▸ Raw data
-- Start --

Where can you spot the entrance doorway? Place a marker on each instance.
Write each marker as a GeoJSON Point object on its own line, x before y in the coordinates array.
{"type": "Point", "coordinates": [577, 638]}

-- End --
-- Start --

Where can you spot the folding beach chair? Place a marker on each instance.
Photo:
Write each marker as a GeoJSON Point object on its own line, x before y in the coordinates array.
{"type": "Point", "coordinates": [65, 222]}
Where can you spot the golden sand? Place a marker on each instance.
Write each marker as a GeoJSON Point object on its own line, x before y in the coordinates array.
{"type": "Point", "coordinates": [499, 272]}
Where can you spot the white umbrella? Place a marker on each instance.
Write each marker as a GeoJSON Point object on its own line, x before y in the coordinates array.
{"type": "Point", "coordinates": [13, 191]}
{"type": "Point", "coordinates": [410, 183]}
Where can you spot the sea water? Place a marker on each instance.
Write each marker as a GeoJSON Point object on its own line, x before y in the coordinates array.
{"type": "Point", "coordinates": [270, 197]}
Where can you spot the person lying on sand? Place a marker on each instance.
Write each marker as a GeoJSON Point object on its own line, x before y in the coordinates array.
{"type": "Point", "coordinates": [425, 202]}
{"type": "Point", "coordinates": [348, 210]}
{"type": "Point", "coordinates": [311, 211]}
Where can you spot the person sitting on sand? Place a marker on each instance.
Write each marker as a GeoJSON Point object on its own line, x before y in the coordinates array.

-- End --

▸ What the task requires
Which lines of the material above contain the string "sand", with case counting? Pick out each of those lines and copy it in full.

▸ Completed task
Where can you spot the golden sand? Place a marker on each instance.
Where can you spot the person lying on sand? Place a marker on each instance.
Where can you spot the person sitting on sand? Place a marker on each instance.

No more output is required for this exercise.